THE TASK: Look through the lines below for the word "window", and copy every line that has it.

INFORMATION GIVEN:
┌────────

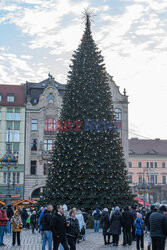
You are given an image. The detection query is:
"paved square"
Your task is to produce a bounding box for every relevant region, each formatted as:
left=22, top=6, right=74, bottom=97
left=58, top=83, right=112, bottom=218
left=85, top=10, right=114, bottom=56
left=2, top=229, right=149, bottom=249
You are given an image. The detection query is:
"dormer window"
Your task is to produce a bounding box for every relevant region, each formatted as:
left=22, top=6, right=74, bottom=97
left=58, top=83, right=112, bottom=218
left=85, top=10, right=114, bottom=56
left=47, top=93, right=55, bottom=101
left=7, top=95, right=14, bottom=102
left=34, top=99, right=37, bottom=104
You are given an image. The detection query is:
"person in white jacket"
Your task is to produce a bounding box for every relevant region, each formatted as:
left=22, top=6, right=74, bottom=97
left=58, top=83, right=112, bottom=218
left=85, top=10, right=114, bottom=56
left=75, top=209, right=85, bottom=231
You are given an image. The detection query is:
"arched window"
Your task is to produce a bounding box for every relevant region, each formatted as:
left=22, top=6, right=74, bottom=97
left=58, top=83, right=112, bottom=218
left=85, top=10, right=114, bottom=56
left=31, top=188, right=41, bottom=198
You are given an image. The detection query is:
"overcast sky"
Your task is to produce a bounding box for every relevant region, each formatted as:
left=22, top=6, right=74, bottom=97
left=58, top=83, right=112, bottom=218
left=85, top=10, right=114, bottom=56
left=0, top=0, right=167, bottom=139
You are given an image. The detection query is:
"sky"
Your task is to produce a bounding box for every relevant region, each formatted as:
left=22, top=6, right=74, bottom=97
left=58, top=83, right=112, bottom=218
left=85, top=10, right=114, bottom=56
left=0, top=0, right=167, bottom=139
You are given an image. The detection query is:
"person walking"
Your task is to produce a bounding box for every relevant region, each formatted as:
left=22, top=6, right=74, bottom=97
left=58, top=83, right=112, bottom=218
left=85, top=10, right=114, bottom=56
left=92, top=207, right=101, bottom=232
left=75, top=209, right=85, bottom=240
left=122, top=205, right=133, bottom=246
left=130, top=205, right=137, bottom=241
left=30, top=211, right=37, bottom=234
left=134, top=213, right=145, bottom=250
left=6, top=205, right=14, bottom=235
left=110, top=206, right=122, bottom=246
left=149, top=205, right=167, bottom=250
left=81, top=208, right=87, bottom=241
left=145, top=204, right=156, bottom=250
left=101, top=208, right=110, bottom=245
left=11, top=210, right=23, bottom=246
left=0, top=206, right=7, bottom=247
left=41, top=204, right=53, bottom=250
left=21, top=207, right=28, bottom=229
left=66, top=208, right=80, bottom=250
left=52, top=205, right=69, bottom=250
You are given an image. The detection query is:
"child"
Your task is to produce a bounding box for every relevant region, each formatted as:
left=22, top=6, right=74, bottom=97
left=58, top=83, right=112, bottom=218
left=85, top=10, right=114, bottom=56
left=134, top=212, right=145, bottom=250
left=11, top=210, right=23, bottom=246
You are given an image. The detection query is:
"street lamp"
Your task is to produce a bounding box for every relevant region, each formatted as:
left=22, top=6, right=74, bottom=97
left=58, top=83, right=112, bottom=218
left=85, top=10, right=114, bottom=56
left=0, top=130, right=18, bottom=205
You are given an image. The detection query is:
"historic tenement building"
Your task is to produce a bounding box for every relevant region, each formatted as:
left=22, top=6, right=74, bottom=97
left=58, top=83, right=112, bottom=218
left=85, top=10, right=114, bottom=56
left=129, top=138, right=167, bottom=204
left=24, top=76, right=64, bottom=199
left=24, top=74, right=129, bottom=199
left=0, top=85, right=25, bottom=202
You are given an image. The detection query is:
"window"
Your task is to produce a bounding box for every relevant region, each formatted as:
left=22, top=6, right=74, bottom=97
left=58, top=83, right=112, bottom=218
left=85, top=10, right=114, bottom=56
left=44, top=139, right=54, bottom=151
left=3, top=173, right=11, bottom=184
left=7, top=95, right=14, bottom=102
left=128, top=162, right=132, bottom=168
left=47, top=93, right=55, bottom=101
left=114, top=109, right=122, bottom=121
left=44, top=163, right=48, bottom=175
left=13, top=130, right=19, bottom=142
left=33, top=99, right=37, bottom=104
left=162, top=162, right=166, bottom=168
left=138, top=175, right=143, bottom=183
left=6, top=129, right=12, bottom=142
left=14, top=121, right=20, bottom=130
left=32, top=120, right=38, bottom=130
left=150, top=162, right=154, bottom=168
left=45, top=119, right=56, bottom=131
left=6, top=121, right=13, bottom=130
left=162, top=176, right=166, bottom=184
left=0, top=94, right=2, bottom=102
left=129, top=175, right=132, bottom=183
left=13, top=173, right=20, bottom=184
left=14, top=109, right=20, bottom=121
left=13, top=142, right=19, bottom=153
left=7, top=108, right=13, bottom=120
left=31, top=139, right=37, bottom=151
left=31, top=161, right=37, bottom=175
left=146, top=162, right=149, bottom=168
left=148, top=175, right=158, bottom=184
left=154, top=162, right=157, bottom=168
left=138, top=162, right=142, bottom=168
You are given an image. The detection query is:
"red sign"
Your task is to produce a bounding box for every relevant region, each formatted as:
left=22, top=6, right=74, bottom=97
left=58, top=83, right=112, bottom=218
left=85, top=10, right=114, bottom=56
left=11, top=194, right=21, bottom=198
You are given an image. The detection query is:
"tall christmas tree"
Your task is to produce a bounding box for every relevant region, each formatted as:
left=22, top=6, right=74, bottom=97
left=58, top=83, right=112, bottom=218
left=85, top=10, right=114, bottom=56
left=41, top=11, right=134, bottom=210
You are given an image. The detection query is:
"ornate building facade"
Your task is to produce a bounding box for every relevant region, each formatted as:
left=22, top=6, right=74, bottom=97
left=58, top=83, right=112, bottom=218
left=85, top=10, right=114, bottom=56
left=24, top=74, right=129, bottom=199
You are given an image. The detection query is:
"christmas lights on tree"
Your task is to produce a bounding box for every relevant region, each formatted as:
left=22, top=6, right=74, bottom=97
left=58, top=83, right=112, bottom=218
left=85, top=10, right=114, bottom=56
left=41, top=10, right=134, bottom=210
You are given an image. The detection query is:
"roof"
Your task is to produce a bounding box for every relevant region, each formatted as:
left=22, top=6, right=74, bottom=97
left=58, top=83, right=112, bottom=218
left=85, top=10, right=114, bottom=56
left=13, top=199, right=35, bottom=206
left=0, top=84, right=24, bottom=107
left=129, top=138, right=167, bottom=156
left=25, top=77, right=66, bottom=105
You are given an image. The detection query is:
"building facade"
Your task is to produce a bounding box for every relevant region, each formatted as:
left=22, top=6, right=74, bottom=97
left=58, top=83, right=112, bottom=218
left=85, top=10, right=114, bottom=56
left=24, top=74, right=129, bottom=199
left=129, top=138, right=167, bottom=204
left=24, top=76, right=64, bottom=199
left=0, top=85, right=25, bottom=202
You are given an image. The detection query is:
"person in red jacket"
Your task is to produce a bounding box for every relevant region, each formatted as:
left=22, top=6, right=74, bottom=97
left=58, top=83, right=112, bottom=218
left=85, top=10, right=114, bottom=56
left=0, top=206, right=8, bottom=247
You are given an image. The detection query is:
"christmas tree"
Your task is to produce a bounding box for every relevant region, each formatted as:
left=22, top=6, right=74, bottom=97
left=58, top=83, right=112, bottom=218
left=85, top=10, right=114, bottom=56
left=41, top=11, right=134, bottom=210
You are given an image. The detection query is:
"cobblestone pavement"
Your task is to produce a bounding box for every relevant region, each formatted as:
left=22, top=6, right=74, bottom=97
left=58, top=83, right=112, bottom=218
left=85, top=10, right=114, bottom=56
left=2, top=229, right=150, bottom=250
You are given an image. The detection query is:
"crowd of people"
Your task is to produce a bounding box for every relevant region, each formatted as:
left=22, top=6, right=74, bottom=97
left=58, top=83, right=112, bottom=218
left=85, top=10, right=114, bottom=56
left=0, top=202, right=167, bottom=249
left=96, top=203, right=167, bottom=250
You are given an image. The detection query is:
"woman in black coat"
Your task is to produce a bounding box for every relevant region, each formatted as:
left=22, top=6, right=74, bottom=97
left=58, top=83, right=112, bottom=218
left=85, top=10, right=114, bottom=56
left=110, top=206, right=122, bottom=246
left=66, top=208, right=80, bottom=250
left=101, top=208, right=110, bottom=245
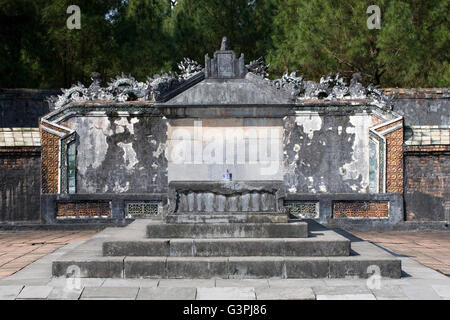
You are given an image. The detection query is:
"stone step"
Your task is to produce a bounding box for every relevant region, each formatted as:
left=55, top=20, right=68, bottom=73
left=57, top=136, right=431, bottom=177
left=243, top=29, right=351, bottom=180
left=147, top=222, right=308, bottom=238
left=165, top=213, right=288, bottom=224
left=52, top=256, right=401, bottom=279
left=102, top=237, right=350, bottom=257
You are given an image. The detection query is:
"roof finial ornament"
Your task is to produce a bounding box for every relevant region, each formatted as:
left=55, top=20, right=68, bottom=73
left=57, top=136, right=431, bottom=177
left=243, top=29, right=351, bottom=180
left=220, top=36, right=229, bottom=50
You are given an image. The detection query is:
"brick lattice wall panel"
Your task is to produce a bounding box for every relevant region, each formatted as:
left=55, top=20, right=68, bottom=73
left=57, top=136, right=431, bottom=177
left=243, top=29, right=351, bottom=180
left=384, top=127, right=404, bottom=193
left=56, top=201, right=111, bottom=218
left=40, top=128, right=60, bottom=193
left=333, top=201, right=389, bottom=218
left=374, top=119, right=404, bottom=194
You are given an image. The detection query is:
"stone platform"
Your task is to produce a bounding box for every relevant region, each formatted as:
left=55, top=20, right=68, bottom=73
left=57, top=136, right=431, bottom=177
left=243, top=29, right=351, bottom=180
left=51, top=219, right=401, bottom=279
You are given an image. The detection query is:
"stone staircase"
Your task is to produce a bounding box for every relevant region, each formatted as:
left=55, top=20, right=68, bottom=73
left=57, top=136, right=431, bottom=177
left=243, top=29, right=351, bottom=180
left=52, top=216, right=402, bottom=279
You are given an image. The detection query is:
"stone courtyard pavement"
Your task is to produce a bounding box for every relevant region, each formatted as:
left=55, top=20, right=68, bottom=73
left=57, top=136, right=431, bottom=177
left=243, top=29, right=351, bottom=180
left=0, top=230, right=98, bottom=278
left=0, top=229, right=449, bottom=300
left=352, top=231, right=450, bottom=277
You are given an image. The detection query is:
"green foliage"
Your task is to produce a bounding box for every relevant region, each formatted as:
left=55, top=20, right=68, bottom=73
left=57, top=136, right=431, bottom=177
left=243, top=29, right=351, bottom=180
left=377, top=0, right=450, bottom=87
left=0, top=0, right=448, bottom=88
left=112, top=0, right=173, bottom=80
left=0, top=0, right=41, bottom=87
left=38, top=0, right=120, bottom=87
left=268, top=0, right=449, bottom=86
left=167, top=0, right=277, bottom=67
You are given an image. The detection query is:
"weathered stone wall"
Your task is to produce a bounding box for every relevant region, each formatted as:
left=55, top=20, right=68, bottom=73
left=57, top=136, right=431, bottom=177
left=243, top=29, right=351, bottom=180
left=404, top=146, right=449, bottom=221
left=167, top=118, right=283, bottom=182
left=384, top=89, right=449, bottom=126
left=283, top=111, right=372, bottom=194
left=0, top=147, right=41, bottom=222
left=65, top=114, right=168, bottom=194
left=385, top=88, right=449, bottom=223
left=0, top=89, right=59, bottom=128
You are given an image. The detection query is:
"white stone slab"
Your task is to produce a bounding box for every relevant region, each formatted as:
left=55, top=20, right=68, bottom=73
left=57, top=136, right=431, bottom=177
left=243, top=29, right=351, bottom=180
left=158, top=279, right=215, bottom=288
left=317, top=294, right=376, bottom=300
left=0, top=285, right=24, bottom=300
left=47, top=287, right=83, bottom=300
left=256, top=287, right=315, bottom=300
left=80, top=287, right=139, bottom=300
left=16, top=286, right=53, bottom=300
left=196, top=287, right=256, bottom=300
left=432, top=285, right=450, bottom=299
left=137, top=287, right=196, bottom=300
left=102, top=279, right=159, bottom=288
left=401, top=285, right=442, bottom=300
left=216, top=279, right=269, bottom=288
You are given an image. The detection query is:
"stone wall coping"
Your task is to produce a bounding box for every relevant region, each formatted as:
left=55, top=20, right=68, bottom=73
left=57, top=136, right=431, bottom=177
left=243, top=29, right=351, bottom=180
left=0, top=128, right=41, bottom=147
left=383, top=88, right=449, bottom=99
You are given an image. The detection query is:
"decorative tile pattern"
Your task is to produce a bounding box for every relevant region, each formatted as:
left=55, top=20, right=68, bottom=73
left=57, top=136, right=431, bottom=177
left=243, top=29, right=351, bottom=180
left=405, top=145, right=450, bottom=153
left=384, top=127, right=404, bottom=194
left=383, top=88, right=449, bottom=99
left=0, top=128, right=40, bottom=147
left=56, top=201, right=111, bottom=218
left=40, top=123, right=71, bottom=194
left=333, top=201, right=389, bottom=218
left=405, top=126, right=450, bottom=146
left=126, top=202, right=159, bottom=217
left=40, top=129, right=60, bottom=194
left=285, top=201, right=319, bottom=219
left=372, top=119, right=404, bottom=194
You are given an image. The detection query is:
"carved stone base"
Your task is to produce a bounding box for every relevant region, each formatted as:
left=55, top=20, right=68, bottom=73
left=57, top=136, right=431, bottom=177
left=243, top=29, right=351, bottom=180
left=168, top=181, right=286, bottom=221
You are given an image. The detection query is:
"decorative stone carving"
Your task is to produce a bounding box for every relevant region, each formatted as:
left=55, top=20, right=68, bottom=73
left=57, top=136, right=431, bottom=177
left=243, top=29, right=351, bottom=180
left=272, top=70, right=394, bottom=108
left=168, top=181, right=284, bottom=214
left=53, top=83, right=89, bottom=109
left=204, top=37, right=246, bottom=79
left=245, top=57, right=270, bottom=78
left=49, top=37, right=394, bottom=109
left=220, top=36, right=230, bottom=50
left=147, top=72, right=182, bottom=101
left=272, top=71, right=304, bottom=98
left=50, top=59, right=204, bottom=108
left=107, top=73, right=150, bottom=102
left=177, top=58, right=203, bottom=80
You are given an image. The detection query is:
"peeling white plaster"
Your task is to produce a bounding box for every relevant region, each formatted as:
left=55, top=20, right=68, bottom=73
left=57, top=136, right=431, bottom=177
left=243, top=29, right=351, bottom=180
left=118, top=142, right=138, bottom=170
left=113, top=181, right=130, bottom=193
left=153, top=142, right=166, bottom=158
left=115, top=126, right=125, bottom=134
left=295, top=112, right=323, bottom=139
left=114, top=117, right=139, bottom=135
left=339, top=115, right=371, bottom=192
left=72, top=117, right=111, bottom=177
left=346, top=127, right=356, bottom=134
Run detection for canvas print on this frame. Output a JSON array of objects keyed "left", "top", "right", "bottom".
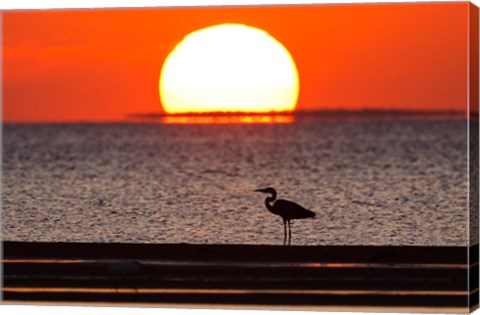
[{"left": 1, "top": 1, "right": 479, "bottom": 313}]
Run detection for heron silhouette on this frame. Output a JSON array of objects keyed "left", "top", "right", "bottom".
[{"left": 254, "top": 187, "right": 315, "bottom": 245}]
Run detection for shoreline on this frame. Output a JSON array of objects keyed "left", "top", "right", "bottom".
[
  {"left": 2, "top": 241, "right": 478, "bottom": 310},
  {"left": 3, "top": 241, "right": 477, "bottom": 263}
]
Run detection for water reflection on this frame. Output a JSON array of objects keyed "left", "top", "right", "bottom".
[{"left": 161, "top": 114, "right": 295, "bottom": 124}]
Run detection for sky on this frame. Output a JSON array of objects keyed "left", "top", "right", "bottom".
[{"left": 2, "top": 2, "right": 472, "bottom": 122}]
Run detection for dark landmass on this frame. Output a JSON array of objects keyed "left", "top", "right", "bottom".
[{"left": 127, "top": 109, "right": 467, "bottom": 121}]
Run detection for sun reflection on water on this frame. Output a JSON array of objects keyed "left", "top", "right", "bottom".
[{"left": 161, "top": 114, "right": 295, "bottom": 124}]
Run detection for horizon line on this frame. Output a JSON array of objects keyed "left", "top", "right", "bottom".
[
  {"left": 128, "top": 109, "right": 469, "bottom": 118},
  {"left": 2, "top": 109, "right": 472, "bottom": 124}
]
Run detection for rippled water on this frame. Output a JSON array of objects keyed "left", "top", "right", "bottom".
[{"left": 2, "top": 119, "right": 469, "bottom": 245}]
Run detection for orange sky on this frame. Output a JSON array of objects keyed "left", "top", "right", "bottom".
[{"left": 2, "top": 2, "right": 471, "bottom": 122}]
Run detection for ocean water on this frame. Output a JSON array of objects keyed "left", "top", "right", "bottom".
[{"left": 2, "top": 119, "right": 469, "bottom": 246}]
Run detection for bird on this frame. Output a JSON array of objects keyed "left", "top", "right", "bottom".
[{"left": 254, "top": 187, "right": 315, "bottom": 246}]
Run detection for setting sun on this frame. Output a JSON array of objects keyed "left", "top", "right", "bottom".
[{"left": 159, "top": 24, "right": 299, "bottom": 114}]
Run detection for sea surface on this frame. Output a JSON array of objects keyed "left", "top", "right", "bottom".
[{"left": 2, "top": 118, "right": 470, "bottom": 246}]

└────────

RESPONSE TO THIS EXERCISE:
"dormer window"
"arched window"
"window"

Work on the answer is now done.